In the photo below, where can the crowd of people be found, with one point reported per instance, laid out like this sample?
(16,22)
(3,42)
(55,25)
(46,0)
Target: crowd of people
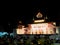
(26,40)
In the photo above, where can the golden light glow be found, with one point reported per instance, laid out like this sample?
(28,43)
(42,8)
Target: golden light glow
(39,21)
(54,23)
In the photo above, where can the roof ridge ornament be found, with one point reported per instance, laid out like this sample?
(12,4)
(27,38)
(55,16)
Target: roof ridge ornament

————————

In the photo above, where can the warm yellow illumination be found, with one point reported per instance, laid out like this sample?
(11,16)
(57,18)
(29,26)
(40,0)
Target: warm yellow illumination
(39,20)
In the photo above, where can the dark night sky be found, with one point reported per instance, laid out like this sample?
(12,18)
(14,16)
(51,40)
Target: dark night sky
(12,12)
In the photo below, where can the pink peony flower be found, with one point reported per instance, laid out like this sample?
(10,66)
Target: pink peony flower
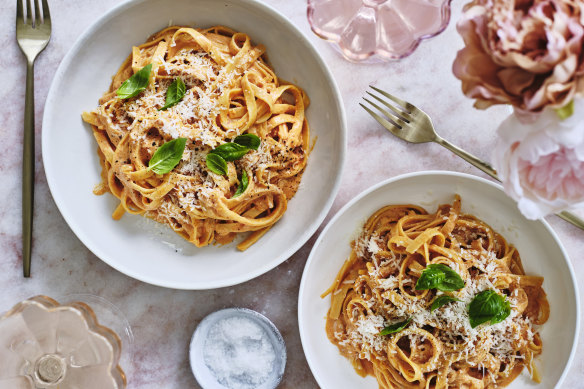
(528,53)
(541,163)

————————

**Do this:** Can you reproduce, word for word, the part of the records that opens with the line containing "In the photo above, where can the golden" and closes with the line containing "Target: roof ridge ornament", keeping both of those lines?

**Exercise solution:**
In the photo above, where can the golden light glow be found, with one point reported per instance, laid out like this sample?
(28,43)
(42,8)
Target: golden light glow
(39,21)
(54,23)
In the photo above, where can the roof ridge ornament be found, with one point reported per instance, laid out like this sample?
(12,4)
(27,38)
(55,16)
Target: roof ridge ornament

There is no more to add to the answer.